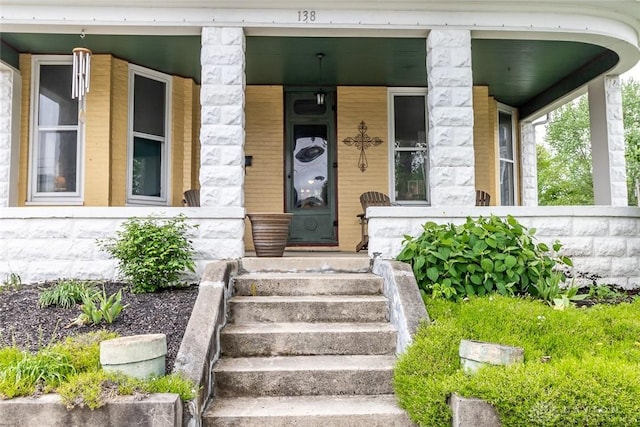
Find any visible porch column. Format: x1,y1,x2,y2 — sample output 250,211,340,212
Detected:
200,28,245,207
520,121,538,206
427,30,476,206
589,76,628,206
0,63,21,208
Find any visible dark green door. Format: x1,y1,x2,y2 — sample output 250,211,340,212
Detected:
285,90,338,245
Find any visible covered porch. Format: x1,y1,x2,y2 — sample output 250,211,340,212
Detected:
0,2,639,280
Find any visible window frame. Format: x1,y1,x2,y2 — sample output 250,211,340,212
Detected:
387,87,431,206
126,64,172,206
496,103,519,206
25,55,86,206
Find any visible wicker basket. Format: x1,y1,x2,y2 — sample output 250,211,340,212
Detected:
247,213,293,257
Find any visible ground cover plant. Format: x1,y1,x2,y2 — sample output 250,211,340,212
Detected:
395,291,640,427
0,331,195,409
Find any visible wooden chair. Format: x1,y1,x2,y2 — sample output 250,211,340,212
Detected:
356,191,391,252
182,190,200,207
476,190,491,206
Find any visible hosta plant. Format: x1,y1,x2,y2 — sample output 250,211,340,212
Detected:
398,215,572,299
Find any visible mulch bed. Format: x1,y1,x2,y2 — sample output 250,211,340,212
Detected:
0,282,198,372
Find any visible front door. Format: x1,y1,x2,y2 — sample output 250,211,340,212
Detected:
285,90,338,245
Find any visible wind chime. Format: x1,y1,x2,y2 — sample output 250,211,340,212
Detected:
71,30,91,102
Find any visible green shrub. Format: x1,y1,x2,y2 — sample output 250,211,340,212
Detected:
397,215,572,300
50,330,118,372
0,273,22,293
67,286,128,327
394,295,640,427
38,279,96,308
98,215,195,293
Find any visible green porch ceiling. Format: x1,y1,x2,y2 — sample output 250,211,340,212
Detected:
0,33,618,116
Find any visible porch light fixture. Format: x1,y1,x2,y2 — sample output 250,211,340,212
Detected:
71,30,91,101
315,53,327,105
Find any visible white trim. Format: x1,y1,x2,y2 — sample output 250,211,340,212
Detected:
387,87,431,206
126,64,173,206
26,55,86,205
496,102,521,206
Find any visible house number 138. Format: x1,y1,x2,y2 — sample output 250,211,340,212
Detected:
298,10,316,22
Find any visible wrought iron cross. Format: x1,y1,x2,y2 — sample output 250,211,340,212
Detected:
342,120,383,173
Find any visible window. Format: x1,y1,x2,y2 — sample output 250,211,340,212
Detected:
27,56,84,204
127,65,171,205
498,105,517,206
389,88,429,204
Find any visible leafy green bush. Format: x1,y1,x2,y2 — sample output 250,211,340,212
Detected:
98,215,195,293
394,295,640,427
38,279,96,308
397,215,572,299
0,273,22,293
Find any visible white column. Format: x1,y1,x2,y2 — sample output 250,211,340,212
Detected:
200,28,245,207
427,30,475,206
589,76,628,206
520,121,538,206
0,63,21,207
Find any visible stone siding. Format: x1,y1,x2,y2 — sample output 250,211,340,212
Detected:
367,206,640,288
427,30,476,206
0,207,244,283
200,28,245,207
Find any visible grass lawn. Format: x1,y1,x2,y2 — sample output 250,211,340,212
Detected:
395,296,640,427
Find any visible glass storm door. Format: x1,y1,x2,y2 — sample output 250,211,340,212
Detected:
285,92,338,246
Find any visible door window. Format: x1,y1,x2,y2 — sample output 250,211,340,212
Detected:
293,125,329,209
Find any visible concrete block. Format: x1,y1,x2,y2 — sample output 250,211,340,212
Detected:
449,393,502,427
459,340,524,373
100,334,167,379
0,393,182,427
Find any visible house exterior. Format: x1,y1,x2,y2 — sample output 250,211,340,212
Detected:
0,0,640,286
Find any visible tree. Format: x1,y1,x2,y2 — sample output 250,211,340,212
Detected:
537,79,640,205
622,79,640,206
538,96,593,205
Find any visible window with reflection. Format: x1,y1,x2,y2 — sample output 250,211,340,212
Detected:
128,66,170,204
390,89,429,204
27,56,82,203
498,111,516,206
293,124,329,209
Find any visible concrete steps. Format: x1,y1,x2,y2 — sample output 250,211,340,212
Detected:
214,355,395,397
235,273,382,296
203,258,413,427
220,322,396,357
205,395,411,427
229,295,389,323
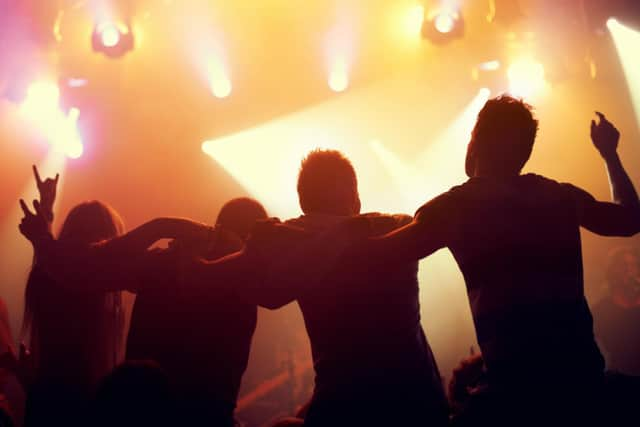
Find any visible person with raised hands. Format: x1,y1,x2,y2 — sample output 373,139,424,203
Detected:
345,99,640,425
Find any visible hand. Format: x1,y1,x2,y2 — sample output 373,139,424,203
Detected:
33,165,60,222
18,199,50,243
591,111,620,159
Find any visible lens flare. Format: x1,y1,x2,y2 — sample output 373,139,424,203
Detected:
20,81,83,159
98,22,120,47
328,59,349,92
607,18,640,125
433,12,456,34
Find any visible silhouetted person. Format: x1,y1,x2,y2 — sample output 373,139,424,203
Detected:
127,198,267,426
90,361,174,427
593,247,640,375
352,96,640,422
242,151,447,426
19,168,212,426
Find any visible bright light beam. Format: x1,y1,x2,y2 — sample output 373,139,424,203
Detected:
607,18,640,126
507,57,547,99
20,81,83,159
371,88,490,209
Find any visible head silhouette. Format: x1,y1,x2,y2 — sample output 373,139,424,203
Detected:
216,197,267,240
465,95,538,177
298,150,360,215
58,200,124,245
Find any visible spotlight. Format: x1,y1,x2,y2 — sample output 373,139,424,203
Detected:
20,81,83,159
91,21,133,58
507,58,546,98
422,8,464,44
328,60,349,92
433,12,456,34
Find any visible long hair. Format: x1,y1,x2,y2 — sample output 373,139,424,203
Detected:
22,200,124,388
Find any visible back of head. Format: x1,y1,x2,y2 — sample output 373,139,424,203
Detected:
298,150,360,215
58,200,124,245
216,197,267,240
465,95,538,177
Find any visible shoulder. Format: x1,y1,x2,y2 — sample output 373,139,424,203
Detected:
414,181,464,222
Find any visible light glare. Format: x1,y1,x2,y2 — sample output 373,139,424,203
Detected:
433,12,456,34
100,23,120,47
607,18,640,124
329,60,349,92
507,58,546,98
20,81,83,159
207,59,233,99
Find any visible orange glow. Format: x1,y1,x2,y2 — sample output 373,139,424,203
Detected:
329,59,349,92
404,4,424,37
20,81,83,159
507,57,546,98
207,59,232,98
433,12,456,34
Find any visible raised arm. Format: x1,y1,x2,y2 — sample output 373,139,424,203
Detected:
20,200,211,292
574,112,640,236
591,112,639,208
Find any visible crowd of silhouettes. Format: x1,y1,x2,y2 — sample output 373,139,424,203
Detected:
0,95,640,427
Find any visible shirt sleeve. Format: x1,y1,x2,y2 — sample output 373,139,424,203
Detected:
560,183,596,222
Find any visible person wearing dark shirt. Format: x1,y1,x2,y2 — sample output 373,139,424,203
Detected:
356,96,640,422
593,247,640,375
248,150,447,426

● **Written task**:
Please copy the records word for word, from the line with "Find any visible door" up to and including the line with "293,124,329,209".

● **Problem solution**:
Find any visible door window. Format: x1,y1,x2,y2 — sample output 250,211,340,212
Detected:
293,125,329,209
Find any visible concrete block. Format: x1,y1,x2,y2 — sample output 250,211,340,212
Detected:
449,393,502,427
459,340,524,373
100,334,167,379
0,393,182,427
Find any visible house exterior. Format: x1,y1,x2,y2 — sample output 250,211,340,212
Detected:
0,0,640,286
Find any visible tree. Format: x1,y1,x2,y2 — sample output 250,211,340,212
Detected:
537,79,640,205
622,79,640,206
538,96,593,205
Find any visible window with reflection. Format: x1,y1,x2,y2 — sample output 250,211,340,212
Detected:
128,66,170,204
390,89,429,204
27,56,82,203
498,111,516,206
293,124,329,209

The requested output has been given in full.